## Text segment
Service Agents

“City of Text” from the 1995 film, Hackers
(Image courtesy of Artem Visual Effects.)

Currently, Amblit Navigator has several service agents which use Microsoft .Net and SOAP based services. As new, appealing services are offered based on these standards, Amblit will continue to incorporate them into our service offering.

Microsoft .Net

From Microsoft’s web site (https://msdn.microsoft.com/en-us/library/ms973850.aspx):

.NET is the Microsoft solution for XML Web services, the next generation of software that connects our world of information, devices, and people in a unified, personalized way.

.NET technology enables the creation and use of XML-based applications, processes, and Web sites as services that share and combine information and functionality with each other by design, on any platform or smart device, to provide tailored solutions for organizations and individual people.

.NET is a comprehensive family of products, built on industry and Internet standards, that provide for each aspect of developing (tools), managing (servers), using (building block services and smart clients) and experiencing (rich user experiences) XML Web services.

XML Web services let applications share data, and invoke capabilities from other applications without regard to how those applications were built, what operating system or platform they run on, and what devices are used to access them. While XML Web services remain independent of each other, they can loosely link themselves into a collaborating group that performs a particular task.

SOAP

SOAP (Simple Object Access Protocol) is a lightweight protocol for the request and exchange of information in a decentralized, distributed (virtual) environment.

## Exercise 1
Rewrite the entries from the line containing "Indicate the winged" through the line containing "(504, 1269)", replacing "with a marker" with "with a point" and leaving everything else unchanged.

## Extracted information
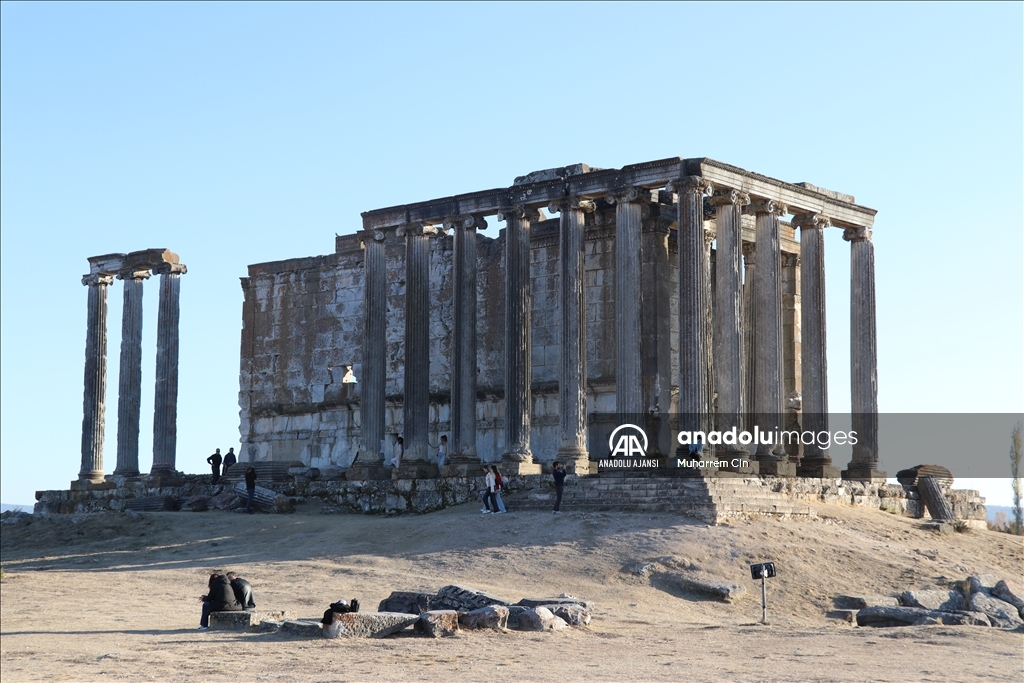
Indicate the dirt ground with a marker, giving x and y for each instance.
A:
(114, 597)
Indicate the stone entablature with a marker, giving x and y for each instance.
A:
(303, 317)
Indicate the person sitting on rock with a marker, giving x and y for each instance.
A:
(219, 599)
(243, 591)
(339, 607)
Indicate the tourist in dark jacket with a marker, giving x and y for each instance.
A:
(250, 488)
(219, 599)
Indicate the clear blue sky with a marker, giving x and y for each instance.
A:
(242, 133)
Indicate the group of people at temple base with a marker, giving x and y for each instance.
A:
(227, 593)
(217, 461)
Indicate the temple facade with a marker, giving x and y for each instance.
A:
(681, 286)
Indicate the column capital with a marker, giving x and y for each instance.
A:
(134, 273)
(632, 195)
(811, 220)
(518, 211)
(767, 207)
(728, 197)
(692, 183)
(94, 280)
(571, 204)
(465, 222)
(170, 269)
(857, 235)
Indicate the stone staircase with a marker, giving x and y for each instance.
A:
(711, 499)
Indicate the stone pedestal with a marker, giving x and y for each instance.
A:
(374, 360)
(863, 358)
(572, 337)
(130, 381)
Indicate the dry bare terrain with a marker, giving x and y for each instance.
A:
(113, 597)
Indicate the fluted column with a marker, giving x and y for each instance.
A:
(130, 379)
(374, 342)
(863, 357)
(767, 295)
(728, 321)
(464, 337)
(629, 371)
(416, 393)
(750, 330)
(95, 379)
(518, 368)
(813, 359)
(572, 333)
(165, 412)
(695, 387)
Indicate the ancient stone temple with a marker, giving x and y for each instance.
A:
(133, 269)
(681, 286)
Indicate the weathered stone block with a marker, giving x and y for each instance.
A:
(492, 616)
(540, 619)
(368, 625)
(438, 623)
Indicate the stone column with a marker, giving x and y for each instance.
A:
(767, 295)
(695, 377)
(95, 379)
(517, 458)
(629, 372)
(572, 335)
(863, 358)
(728, 321)
(165, 412)
(416, 391)
(750, 329)
(813, 359)
(130, 382)
(372, 408)
(464, 338)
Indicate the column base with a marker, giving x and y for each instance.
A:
(415, 469)
(817, 470)
(360, 472)
(576, 462)
(517, 468)
(863, 473)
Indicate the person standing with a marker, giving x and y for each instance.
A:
(399, 450)
(229, 460)
(441, 453)
(489, 504)
(498, 489)
(215, 461)
(558, 474)
(250, 488)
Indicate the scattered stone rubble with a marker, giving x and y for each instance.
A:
(981, 600)
(446, 612)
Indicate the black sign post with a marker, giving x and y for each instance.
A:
(763, 571)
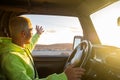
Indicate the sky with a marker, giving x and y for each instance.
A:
(105, 22)
(57, 29)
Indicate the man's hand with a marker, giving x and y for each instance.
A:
(39, 30)
(74, 73)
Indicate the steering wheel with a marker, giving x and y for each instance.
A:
(80, 54)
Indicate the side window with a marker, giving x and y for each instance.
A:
(59, 32)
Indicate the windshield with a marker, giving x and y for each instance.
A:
(105, 23)
(58, 36)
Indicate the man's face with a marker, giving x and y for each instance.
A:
(28, 34)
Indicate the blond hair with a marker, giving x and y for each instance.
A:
(18, 24)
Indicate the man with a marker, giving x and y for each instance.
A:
(16, 60)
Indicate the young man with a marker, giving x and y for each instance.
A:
(16, 60)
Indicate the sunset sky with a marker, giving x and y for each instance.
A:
(58, 29)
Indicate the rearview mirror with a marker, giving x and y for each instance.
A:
(76, 41)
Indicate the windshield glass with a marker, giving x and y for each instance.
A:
(59, 32)
(105, 23)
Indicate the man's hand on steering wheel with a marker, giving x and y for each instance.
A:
(74, 73)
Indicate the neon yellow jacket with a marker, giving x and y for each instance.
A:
(15, 63)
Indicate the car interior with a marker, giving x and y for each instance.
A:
(101, 62)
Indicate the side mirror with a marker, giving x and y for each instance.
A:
(76, 41)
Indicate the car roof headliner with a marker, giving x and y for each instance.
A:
(55, 7)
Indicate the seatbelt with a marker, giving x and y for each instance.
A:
(32, 62)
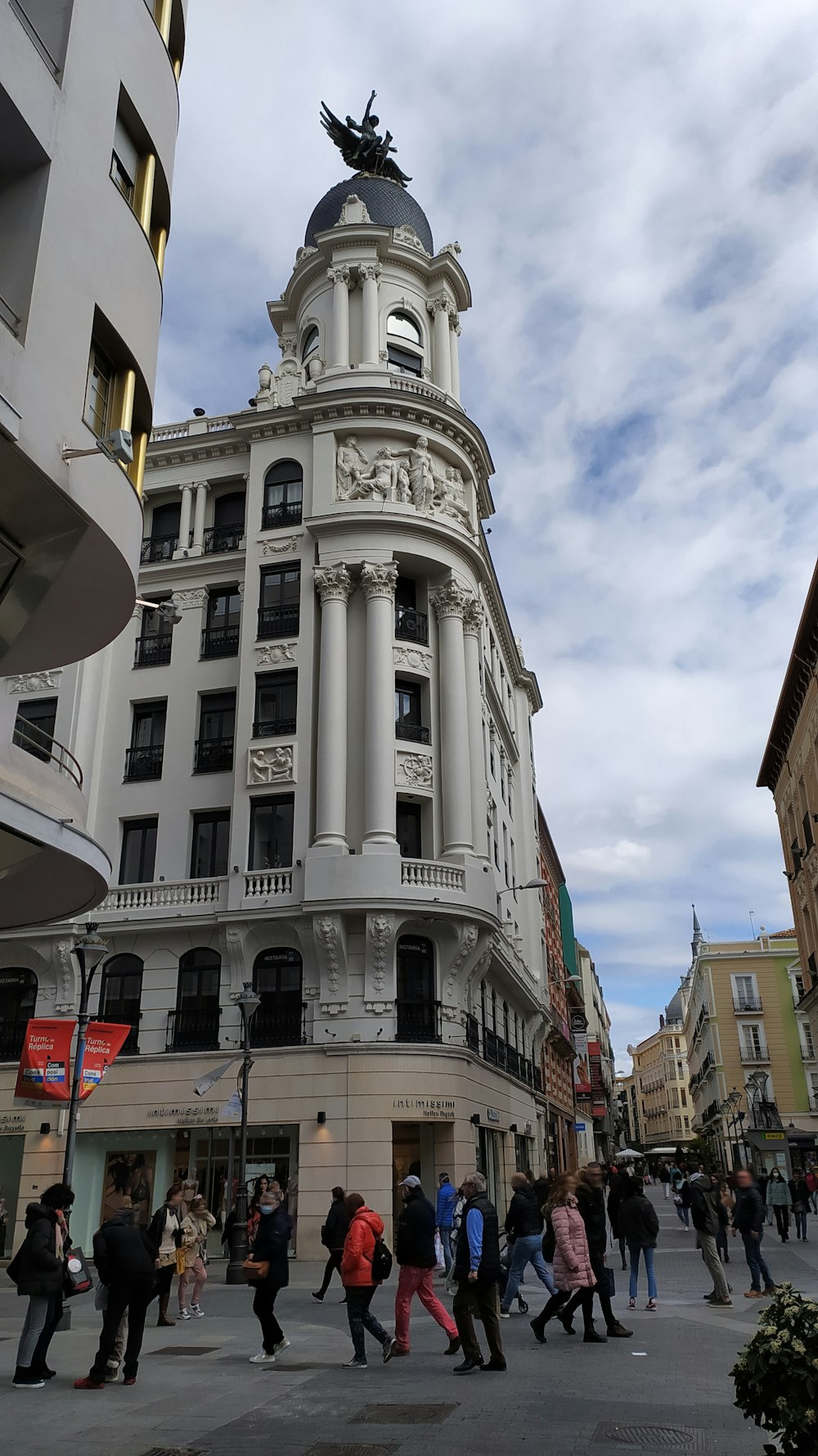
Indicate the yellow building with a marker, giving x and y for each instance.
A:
(753, 1069)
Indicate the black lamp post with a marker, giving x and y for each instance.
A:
(249, 1002)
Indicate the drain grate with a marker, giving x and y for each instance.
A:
(651, 1437)
(402, 1414)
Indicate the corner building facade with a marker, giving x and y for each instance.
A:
(322, 779)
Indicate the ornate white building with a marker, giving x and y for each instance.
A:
(321, 781)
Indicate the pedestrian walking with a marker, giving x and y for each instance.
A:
(271, 1273)
(573, 1260)
(591, 1201)
(703, 1209)
(416, 1254)
(334, 1232)
(444, 1213)
(196, 1229)
(748, 1220)
(164, 1233)
(366, 1228)
(779, 1200)
(524, 1228)
(125, 1263)
(640, 1226)
(476, 1270)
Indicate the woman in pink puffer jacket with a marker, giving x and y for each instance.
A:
(573, 1261)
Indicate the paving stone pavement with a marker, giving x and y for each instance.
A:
(555, 1398)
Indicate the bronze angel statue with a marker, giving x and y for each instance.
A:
(360, 145)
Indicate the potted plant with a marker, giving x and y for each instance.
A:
(776, 1375)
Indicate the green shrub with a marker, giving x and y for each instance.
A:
(776, 1375)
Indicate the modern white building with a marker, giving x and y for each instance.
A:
(89, 110)
(322, 779)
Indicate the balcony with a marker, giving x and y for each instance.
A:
(158, 548)
(218, 539)
(412, 733)
(280, 1027)
(278, 622)
(418, 1021)
(143, 764)
(218, 642)
(213, 755)
(153, 651)
(411, 626)
(194, 1030)
(285, 514)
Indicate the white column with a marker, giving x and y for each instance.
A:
(440, 309)
(455, 354)
(370, 344)
(198, 517)
(334, 586)
(472, 625)
(377, 584)
(339, 278)
(450, 602)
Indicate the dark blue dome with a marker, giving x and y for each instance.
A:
(388, 204)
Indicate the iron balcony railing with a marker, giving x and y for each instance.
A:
(411, 626)
(145, 764)
(220, 642)
(213, 755)
(153, 651)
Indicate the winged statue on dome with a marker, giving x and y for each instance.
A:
(362, 146)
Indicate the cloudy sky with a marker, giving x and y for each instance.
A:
(635, 190)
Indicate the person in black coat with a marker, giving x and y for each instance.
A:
(125, 1261)
(270, 1246)
(334, 1232)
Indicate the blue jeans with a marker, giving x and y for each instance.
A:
(526, 1251)
(648, 1255)
(756, 1263)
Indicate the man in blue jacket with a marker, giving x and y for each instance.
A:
(444, 1213)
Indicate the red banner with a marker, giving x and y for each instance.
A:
(104, 1040)
(46, 1063)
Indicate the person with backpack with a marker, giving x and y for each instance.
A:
(362, 1265)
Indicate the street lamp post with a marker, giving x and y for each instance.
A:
(249, 1002)
(89, 953)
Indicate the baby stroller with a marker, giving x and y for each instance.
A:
(504, 1269)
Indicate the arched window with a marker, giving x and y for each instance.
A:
(119, 996)
(278, 977)
(403, 344)
(283, 495)
(418, 1012)
(18, 996)
(196, 1021)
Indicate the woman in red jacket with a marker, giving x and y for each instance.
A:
(357, 1278)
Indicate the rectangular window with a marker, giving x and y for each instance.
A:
(276, 704)
(210, 845)
(34, 727)
(137, 861)
(271, 832)
(280, 602)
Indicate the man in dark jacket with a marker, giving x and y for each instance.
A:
(416, 1252)
(705, 1213)
(524, 1228)
(748, 1220)
(124, 1258)
(476, 1270)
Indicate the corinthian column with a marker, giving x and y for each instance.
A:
(377, 584)
(334, 586)
(472, 625)
(440, 308)
(339, 278)
(448, 603)
(370, 344)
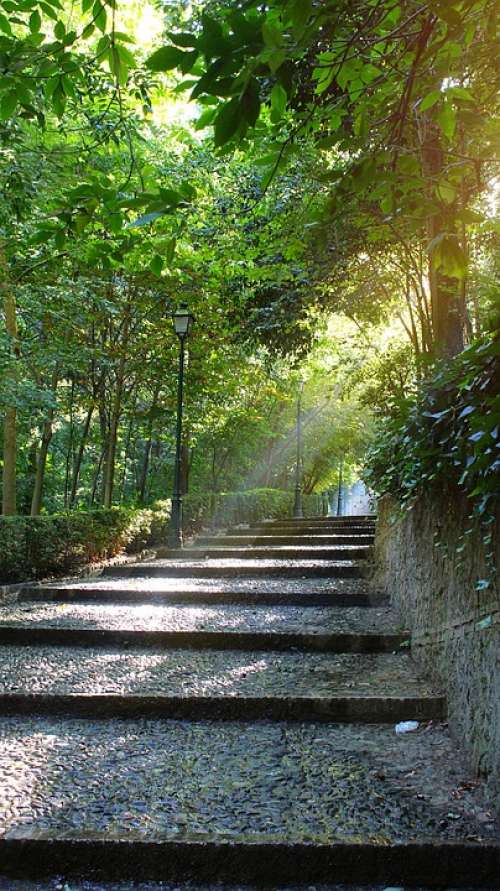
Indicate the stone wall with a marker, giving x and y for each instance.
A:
(455, 627)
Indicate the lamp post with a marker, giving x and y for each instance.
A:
(297, 508)
(183, 322)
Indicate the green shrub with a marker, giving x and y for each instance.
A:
(447, 438)
(37, 547)
(448, 434)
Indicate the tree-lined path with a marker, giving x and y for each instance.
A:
(228, 714)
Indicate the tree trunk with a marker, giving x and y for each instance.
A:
(69, 450)
(79, 457)
(36, 501)
(96, 478)
(339, 494)
(147, 451)
(10, 417)
(447, 323)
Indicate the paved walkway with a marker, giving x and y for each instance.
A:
(229, 719)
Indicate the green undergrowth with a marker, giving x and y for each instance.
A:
(447, 437)
(36, 547)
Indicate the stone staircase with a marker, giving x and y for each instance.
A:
(226, 714)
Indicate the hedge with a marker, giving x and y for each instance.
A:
(37, 547)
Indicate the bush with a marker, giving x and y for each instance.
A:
(36, 547)
(448, 434)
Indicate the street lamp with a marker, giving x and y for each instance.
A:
(183, 322)
(297, 508)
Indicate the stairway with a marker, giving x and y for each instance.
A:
(227, 714)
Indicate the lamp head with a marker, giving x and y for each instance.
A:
(183, 321)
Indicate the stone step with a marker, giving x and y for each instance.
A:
(271, 552)
(259, 621)
(222, 685)
(236, 592)
(206, 640)
(58, 884)
(268, 802)
(234, 568)
(270, 539)
(318, 523)
(281, 529)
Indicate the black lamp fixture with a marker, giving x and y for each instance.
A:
(297, 508)
(183, 321)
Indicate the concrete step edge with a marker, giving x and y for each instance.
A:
(337, 709)
(346, 642)
(431, 862)
(270, 598)
(341, 569)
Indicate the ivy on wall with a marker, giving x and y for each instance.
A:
(447, 434)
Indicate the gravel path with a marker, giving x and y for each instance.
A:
(242, 566)
(62, 885)
(253, 782)
(147, 617)
(61, 670)
(214, 586)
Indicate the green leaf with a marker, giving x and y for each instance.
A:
(445, 11)
(145, 220)
(227, 122)
(205, 119)
(273, 38)
(183, 39)
(250, 103)
(5, 25)
(446, 192)
(35, 22)
(448, 256)
(430, 100)
(8, 105)
(279, 101)
(298, 12)
(165, 59)
(447, 120)
(156, 265)
(99, 15)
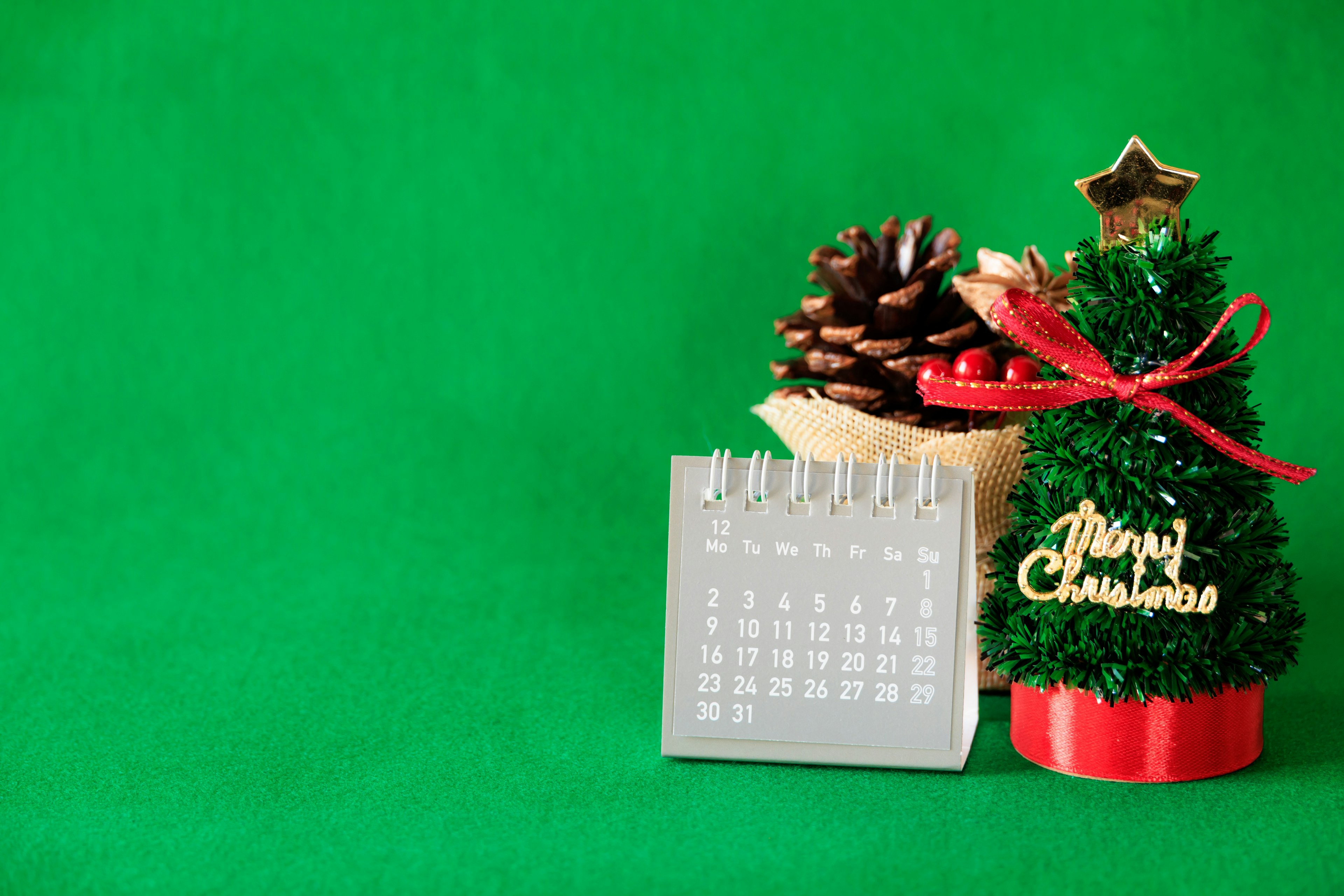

## Exercise 2
Repeat, word for word, the part of the service agents page that opens with the words "XML Web services let" and closes with "a particular task.".

## Finished answer 1
Indicate the winged statue on dome with a point, giving x and y for each instance.
A:
(362, 146)
Indicate the cloudy sky with a point, giving x and y for each instance.
A:
(635, 190)
Indicate the person in black coat with a point, giving x and y for each instance.
A:
(125, 1261)
(270, 1246)
(334, 1232)
Indicate the blue jeans with a point, giving x and y for each instance.
A:
(526, 1251)
(648, 1255)
(756, 1263)
Indicate the man in blue jacket with a point, giving x and y for each instance.
A:
(444, 1213)
Indicate the red banner with a point, giving x and y for each instance.
A:
(104, 1040)
(46, 1063)
Indicate the person with backpack with a point, giving x and y for each instance.
A:
(362, 1265)
Indicate the street lamp post with a point, giving x and y for each instance.
A:
(249, 1002)
(89, 953)
Indicate the baby stroller with a point, giving x and y for each instance.
A:
(504, 1269)

## Finished answer 2
XML Web services let applications share data, and invoke capabilities from other applications without regard to how those applications were built, what operating system or platform they run on, and what devices are used to access them. While XML Web services remain independent of each other, they can loosely link themselves into a collaborating group that performs a particular task.